PROVIDED MATERIAL –
◆ ◆ ◆ ◆ ◆ ◆ ◆

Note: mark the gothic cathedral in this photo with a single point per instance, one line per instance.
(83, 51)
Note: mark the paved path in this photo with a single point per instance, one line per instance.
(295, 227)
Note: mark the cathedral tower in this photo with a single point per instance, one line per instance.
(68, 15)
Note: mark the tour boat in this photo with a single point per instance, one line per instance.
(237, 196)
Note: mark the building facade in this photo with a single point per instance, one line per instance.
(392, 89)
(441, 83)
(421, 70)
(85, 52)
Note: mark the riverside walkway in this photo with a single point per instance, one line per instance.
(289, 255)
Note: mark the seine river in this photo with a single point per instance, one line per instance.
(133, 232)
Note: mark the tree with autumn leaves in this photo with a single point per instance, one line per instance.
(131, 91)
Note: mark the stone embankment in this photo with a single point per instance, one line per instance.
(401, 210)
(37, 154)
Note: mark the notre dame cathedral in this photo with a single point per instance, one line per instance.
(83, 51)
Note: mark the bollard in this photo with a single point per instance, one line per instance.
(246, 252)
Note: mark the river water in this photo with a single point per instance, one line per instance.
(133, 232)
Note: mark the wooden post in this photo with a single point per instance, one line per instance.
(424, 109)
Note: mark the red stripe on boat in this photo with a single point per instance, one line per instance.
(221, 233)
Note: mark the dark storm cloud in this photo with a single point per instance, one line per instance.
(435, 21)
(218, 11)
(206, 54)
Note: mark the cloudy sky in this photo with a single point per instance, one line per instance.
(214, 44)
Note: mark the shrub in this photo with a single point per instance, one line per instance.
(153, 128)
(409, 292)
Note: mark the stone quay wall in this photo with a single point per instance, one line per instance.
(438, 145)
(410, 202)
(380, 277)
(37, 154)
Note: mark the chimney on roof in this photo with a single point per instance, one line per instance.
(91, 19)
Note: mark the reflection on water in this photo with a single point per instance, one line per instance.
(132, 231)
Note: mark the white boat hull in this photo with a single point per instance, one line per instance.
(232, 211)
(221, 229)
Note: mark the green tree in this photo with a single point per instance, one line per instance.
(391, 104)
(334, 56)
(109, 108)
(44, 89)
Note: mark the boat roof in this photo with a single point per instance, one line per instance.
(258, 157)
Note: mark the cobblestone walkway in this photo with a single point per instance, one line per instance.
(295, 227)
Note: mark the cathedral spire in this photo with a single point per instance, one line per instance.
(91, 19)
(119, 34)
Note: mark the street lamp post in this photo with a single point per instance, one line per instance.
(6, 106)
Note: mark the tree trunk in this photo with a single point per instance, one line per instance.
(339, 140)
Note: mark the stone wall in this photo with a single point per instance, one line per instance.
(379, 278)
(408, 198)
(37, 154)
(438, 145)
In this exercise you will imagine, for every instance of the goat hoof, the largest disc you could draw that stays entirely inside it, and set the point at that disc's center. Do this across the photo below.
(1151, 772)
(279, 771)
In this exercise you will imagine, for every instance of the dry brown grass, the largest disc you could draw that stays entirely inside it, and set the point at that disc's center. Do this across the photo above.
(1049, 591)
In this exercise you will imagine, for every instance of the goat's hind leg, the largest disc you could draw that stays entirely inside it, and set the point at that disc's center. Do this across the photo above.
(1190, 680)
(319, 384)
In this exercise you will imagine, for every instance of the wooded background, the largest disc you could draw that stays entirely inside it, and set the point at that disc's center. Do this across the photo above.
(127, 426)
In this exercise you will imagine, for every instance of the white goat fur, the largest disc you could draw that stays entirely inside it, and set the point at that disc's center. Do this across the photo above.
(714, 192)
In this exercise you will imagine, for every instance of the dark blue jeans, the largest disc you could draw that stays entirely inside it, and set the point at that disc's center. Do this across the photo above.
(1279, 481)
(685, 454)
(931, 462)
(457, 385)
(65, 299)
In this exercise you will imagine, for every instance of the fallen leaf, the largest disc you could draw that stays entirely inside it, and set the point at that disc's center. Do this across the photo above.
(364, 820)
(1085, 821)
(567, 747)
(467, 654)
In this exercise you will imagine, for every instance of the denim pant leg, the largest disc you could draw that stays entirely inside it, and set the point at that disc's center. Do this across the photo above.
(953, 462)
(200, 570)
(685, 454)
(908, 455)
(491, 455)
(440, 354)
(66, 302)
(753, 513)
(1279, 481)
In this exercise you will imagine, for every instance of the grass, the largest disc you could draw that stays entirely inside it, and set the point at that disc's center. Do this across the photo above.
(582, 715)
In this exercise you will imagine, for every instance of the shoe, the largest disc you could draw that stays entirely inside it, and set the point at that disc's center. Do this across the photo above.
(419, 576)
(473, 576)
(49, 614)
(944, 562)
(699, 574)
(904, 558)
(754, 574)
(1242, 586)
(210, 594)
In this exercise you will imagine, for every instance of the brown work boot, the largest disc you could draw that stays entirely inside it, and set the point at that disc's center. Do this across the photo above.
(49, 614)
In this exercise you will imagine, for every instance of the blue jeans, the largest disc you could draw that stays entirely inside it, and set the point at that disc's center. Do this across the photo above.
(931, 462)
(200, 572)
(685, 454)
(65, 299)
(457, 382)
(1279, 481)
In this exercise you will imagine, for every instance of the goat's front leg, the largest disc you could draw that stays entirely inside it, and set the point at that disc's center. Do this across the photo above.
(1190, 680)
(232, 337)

◆ ◆ ◆ ◆ ◆ ◆ ◆

Please write out the whole listing exactly as given.

FINISHED TASK –
Note: mark the gothic cathedral in this photo with a single point per instance, one line per instance.
(83, 51)
Note: mark the paved path in this photo with a single point per instance, one line per instance.
(295, 227)
Note: mark the cathedral tower in this photo with a single point per instance, one line per instance.
(68, 15)
Note: mark the tour boat in this photo with a single point per instance, one line per instance.
(237, 196)
Note: mark the building facade in this photo with a single point per instance, one line per instance.
(392, 89)
(441, 83)
(421, 70)
(85, 52)
Note: mark the riverside walkway in this photo with a single point per instance, one line per instance.
(289, 255)
Note: mark the seine river in this photo with a single point per instance, one line per instance.
(133, 232)
Note: mark the tree with autumn leaves in this photo with a single point per instance, one line per instance.
(131, 91)
Note: mark the stone embankment in this photo with a single point per instance, one line per instance.
(401, 210)
(37, 154)
Note: mark the notre dame cathedral in this photo with a single point per instance, one line per instance.
(83, 51)
Note: mark the bollard in this photo with a single point per instance, one line per instance.
(246, 252)
Note: mark the river water in this photo with a single point per instance, one line per instance.
(133, 232)
Note: mark the wooden post in this photo with a single point per instance, one line per instance.
(424, 109)
Note: mark the red stripe on boat in this photo with a single point per instance, one line per instance.
(221, 233)
Note: mark the dark storm cloud in this photo with a single point per instance, one line per instance.
(435, 21)
(218, 11)
(206, 54)
Note: mark the cloudy sky in this photo with a single point per instance, one line per instance.
(214, 44)
Note: mark the shrub in this photo with a single point per instance, one line per instance.
(153, 128)
(409, 292)
Note: mark the stone quay wall in this photo with a single point per instance, one line per instance.
(438, 145)
(410, 202)
(380, 277)
(37, 154)
Note: mark the chimney on roof in this photo with a single point per instance, one line per instance.
(91, 19)
Note: mark the reflection on water in this photo with a single point per instance, one line per instance.
(132, 231)
Note: mark the white boat hull in this photo with a single point per instance, one line per instance.
(232, 211)
(221, 229)
Note: mark the green tree in this photo with a single point per instance, one line per instance.
(391, 104)
(334, 56)
(109, 108)
(44, 89)
Note: mark the boat roof in this photo with a single point per instance, one line per instance.
(258, 157)
Note: mark the cobblestone walkway in this photo with a single point per instance, one line per instance.
(295, 227)
Note: mark the cathedral spire in this photo with a single point per instance, one line per instance.
(91, 19)
(119, 34)
Note: mark the street lamp post in this photo with a single point per instance, one line per instance.
(6, 106)
Note: mark the tree trunk in this photo with a single point per instance, one line per instance.
(339, 140)
Note: mark the stone wall in this photo with a single point per instance, one line per instance.
(379, 278)
(408, 198)
(37, 154)
(438, 145)
In this exercise you will imagine, for every instance of the goat hoof, the largest disc you could draw that stays entirely inside it, and set the point at that disc's center. Do this across the photo below.
(1151, 772)
(279, 771)
In this exercise you will imagine, for every instance of the dry brown grass, the largest disc you could draw that stays entirely inside it, and set the point at that disc's center. Do this across the photo above.
(1049, 591)
In this exercise you will imagine, for every instance of the goat's hind leg, the largest disc you could draw that stays entirely inside it, and set the point at that disc's center. Do this across the photo above.
(1190, 680)
(319, 384)
In this exercise you will imagine, for every instance of the wooded background, the largest disc you could draw that stays entirely inside it, and set the point at that disc's center. Do this across the photo above.
(127, 426)
In this exercise you will imagine, for every instance of the white goat fur, the largest disc you could draw that stays entirely inside it, and set the point at that disc's center. Do this across the photo above.
(714, 192)
In this exercise you will imagine, for every instance of the dark blue jeans, the largest disc you could draw that stays entirely inside it, and set the point at that disc's center. Do this across the photo above.
(1279, 481)
(685, 454)
(931, 462)
(457, 385)
(65, 299)
In this exercise you will imagine, for every instance of the fallen leaf, the largest disc you could draw that stays entirely inside it, and set the point at that disc's center. Do this across the photo above.
(364, 820)
(1085, 821)
(567, 747)
(467, 654)
In this exercise you will imagine, for every instance of the denim pant leg, the largest disc you could draw that stays entirely inside it, and set the point at that disc's center. Do this across the photo above.
(953, 462)
(200, 570)
(685, 454)
(908, 455)
(491, 455)
(440, 354)
(66, 302)
(753, 513)
(1279, 481)
In this exercise you will imagine, for every instance of the grass, the largest disc you could draw that stays entirely inside it, and set the point at that disc's center. Do this across the photo above.
(582, 715)
In this exercise you will imagine, for every instance of the shoe, the largest disc you could draw that stays entirely inside it, and set the point at that disc's center. Do this across the photo above.
(419, 576)
(473, 576)
(49, 614)
(944, 562)
(699, 574)
(904, 558)
(754, 574)
(1242, 586)
(210, 594)
In this exercise you will imagine, for every instance of the brown work boot, the largest disc you could draw that stays entirely inside it, and set the point at that disc's center. Do this across the photo above.
(49, 614)
In this exercise you will imagine, for every instance of the blue jeans, the largest disc you could draw that stays entirely inside it, and set the point at that disc's center. Do this across the photo above.
(931, 462)
(200, 572)
(685, 454)
(65, 299)
(457, 382)
(1279, 481)
In this exercise you will imagine, for every instance of the goat's front leg, the largest disc you could draw that stays entirely inside it, and set the point at that disc's center. Do this across the photo above.
(1190, 680)
(232, 337)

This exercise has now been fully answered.